# Questions on the material
1. Reproduce the stretch from "Probst was drawn" through "trying to make." in the article below on Brennan Probst's exhibition.
2. According to the article below on Brennan Probst's exhibition, which gallery hosted his graduate exhibition?

# Text section
‘Amalgamations:’ A Walk Through Brennan Probst’s Exhibition


Photo courtesy of Brennan Probst

Pieces like “Dinner with My Mother-In-Law” (seen above) offer viewers a look through the eyes of Brennan Probst in everyday moments.

Nicole Guillen, Managing Editor

On a lively Saturday evening in the Bywater Arts District, the UNO St. Claude Gallery hosted MFA student Brennan Probst’s graduate exhibition. The title of the exhibition bears significance to Probst’s work. “Amalgamations” creates visuals based on the dynamic nature of time via photos and sketches.

“It’s the combining of moments in time, or places in space in the way I see or feel in experiences,” Probst said. This combination is apparent through the multiple exposures and negative stacking techniques in his photographic works. Seen to spectators as simple pilings of original photos, it conveys a much greater meaning that pertains to the properties of movement and change within the concept of time.

Probst was drawn to these methods because of their seemingly distorted view of reality. Common situations such as being in a Target are now depicted as a blur, a mess of current surroundings. This was the point Probst was trying to make.

# Input data
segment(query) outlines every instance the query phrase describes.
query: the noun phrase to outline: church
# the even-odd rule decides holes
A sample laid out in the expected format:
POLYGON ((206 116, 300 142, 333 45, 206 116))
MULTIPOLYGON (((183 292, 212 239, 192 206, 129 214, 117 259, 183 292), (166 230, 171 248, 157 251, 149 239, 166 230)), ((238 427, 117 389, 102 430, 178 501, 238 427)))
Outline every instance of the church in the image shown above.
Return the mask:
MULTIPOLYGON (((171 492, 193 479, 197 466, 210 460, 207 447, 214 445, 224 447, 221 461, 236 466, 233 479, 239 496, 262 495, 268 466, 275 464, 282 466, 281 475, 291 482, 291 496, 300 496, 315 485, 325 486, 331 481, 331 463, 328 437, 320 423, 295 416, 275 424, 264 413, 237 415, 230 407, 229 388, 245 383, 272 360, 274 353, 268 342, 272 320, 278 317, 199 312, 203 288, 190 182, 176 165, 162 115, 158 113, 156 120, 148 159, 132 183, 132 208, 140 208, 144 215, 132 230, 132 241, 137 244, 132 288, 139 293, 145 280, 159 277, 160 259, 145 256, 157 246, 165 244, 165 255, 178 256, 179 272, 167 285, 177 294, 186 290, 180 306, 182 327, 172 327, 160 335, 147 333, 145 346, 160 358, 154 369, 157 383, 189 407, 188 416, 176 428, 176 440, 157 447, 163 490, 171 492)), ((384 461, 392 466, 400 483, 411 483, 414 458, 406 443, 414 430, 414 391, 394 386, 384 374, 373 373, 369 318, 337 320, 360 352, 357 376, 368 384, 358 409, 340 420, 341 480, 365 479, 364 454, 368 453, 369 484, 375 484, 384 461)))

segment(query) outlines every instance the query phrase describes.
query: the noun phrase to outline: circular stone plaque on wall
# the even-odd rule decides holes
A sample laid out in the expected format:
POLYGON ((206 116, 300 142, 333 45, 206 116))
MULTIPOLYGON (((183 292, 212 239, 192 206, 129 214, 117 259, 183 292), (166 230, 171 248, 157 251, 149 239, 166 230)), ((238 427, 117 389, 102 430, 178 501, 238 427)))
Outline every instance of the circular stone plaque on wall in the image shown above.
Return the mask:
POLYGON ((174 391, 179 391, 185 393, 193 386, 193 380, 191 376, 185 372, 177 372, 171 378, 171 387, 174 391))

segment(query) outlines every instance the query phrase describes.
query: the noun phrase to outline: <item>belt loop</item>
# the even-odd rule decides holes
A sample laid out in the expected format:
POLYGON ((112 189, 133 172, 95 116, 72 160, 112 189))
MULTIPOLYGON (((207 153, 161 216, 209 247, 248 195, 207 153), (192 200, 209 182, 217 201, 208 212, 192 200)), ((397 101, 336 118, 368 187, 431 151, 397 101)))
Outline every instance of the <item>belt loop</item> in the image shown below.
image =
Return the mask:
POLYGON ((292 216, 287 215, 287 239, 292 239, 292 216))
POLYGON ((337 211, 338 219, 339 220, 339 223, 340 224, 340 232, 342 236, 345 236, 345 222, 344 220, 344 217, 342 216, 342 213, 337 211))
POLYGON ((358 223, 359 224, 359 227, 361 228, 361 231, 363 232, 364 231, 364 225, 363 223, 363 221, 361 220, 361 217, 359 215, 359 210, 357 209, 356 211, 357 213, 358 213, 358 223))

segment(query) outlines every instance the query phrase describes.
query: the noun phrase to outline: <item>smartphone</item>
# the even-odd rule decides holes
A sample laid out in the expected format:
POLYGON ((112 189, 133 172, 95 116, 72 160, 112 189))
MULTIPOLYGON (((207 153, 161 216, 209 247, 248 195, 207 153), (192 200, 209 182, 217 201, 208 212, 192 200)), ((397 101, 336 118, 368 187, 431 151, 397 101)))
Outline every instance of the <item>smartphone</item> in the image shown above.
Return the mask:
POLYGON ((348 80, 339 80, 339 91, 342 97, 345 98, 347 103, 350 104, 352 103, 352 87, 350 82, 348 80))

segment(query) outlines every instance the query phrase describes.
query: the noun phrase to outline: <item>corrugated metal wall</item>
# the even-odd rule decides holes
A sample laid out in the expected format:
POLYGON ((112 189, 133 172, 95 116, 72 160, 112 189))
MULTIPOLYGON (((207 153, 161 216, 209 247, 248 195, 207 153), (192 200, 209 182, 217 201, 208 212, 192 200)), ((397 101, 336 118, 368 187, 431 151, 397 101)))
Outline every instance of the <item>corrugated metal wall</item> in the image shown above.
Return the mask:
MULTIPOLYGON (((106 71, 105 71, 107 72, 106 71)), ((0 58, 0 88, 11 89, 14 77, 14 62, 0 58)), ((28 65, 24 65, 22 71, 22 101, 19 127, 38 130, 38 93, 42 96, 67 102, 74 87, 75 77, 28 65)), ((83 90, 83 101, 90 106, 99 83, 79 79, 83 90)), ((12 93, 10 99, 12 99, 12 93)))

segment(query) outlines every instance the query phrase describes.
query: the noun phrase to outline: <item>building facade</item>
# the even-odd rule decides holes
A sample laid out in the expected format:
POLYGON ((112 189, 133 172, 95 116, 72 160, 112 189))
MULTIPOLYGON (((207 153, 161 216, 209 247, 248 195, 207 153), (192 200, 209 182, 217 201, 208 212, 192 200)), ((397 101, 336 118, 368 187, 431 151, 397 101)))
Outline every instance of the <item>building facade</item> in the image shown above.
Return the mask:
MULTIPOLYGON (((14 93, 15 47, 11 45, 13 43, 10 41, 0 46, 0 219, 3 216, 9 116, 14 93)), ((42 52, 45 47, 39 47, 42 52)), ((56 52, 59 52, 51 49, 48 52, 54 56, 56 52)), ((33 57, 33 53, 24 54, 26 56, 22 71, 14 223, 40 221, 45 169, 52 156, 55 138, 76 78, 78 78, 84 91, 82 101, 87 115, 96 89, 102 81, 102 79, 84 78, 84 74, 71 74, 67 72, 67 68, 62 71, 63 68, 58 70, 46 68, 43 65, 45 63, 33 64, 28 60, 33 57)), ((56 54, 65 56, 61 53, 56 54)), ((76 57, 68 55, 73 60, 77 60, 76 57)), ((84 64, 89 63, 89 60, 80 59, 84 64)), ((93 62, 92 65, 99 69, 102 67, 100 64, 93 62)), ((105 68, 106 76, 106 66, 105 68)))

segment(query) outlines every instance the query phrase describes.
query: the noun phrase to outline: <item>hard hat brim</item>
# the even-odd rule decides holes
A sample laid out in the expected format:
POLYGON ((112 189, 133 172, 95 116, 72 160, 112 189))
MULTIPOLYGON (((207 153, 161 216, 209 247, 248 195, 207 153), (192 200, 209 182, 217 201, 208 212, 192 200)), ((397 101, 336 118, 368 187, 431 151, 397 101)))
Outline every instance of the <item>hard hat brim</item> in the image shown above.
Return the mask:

# Answer list
1.
Probst was drawn to these methods because of their seemingly distorted view of reality. Common situations such as being in a Target are now depicted as a blur, a mess of current surroundings. This was the point Probst was trying to make.

2. The UNO St. Claude Gallery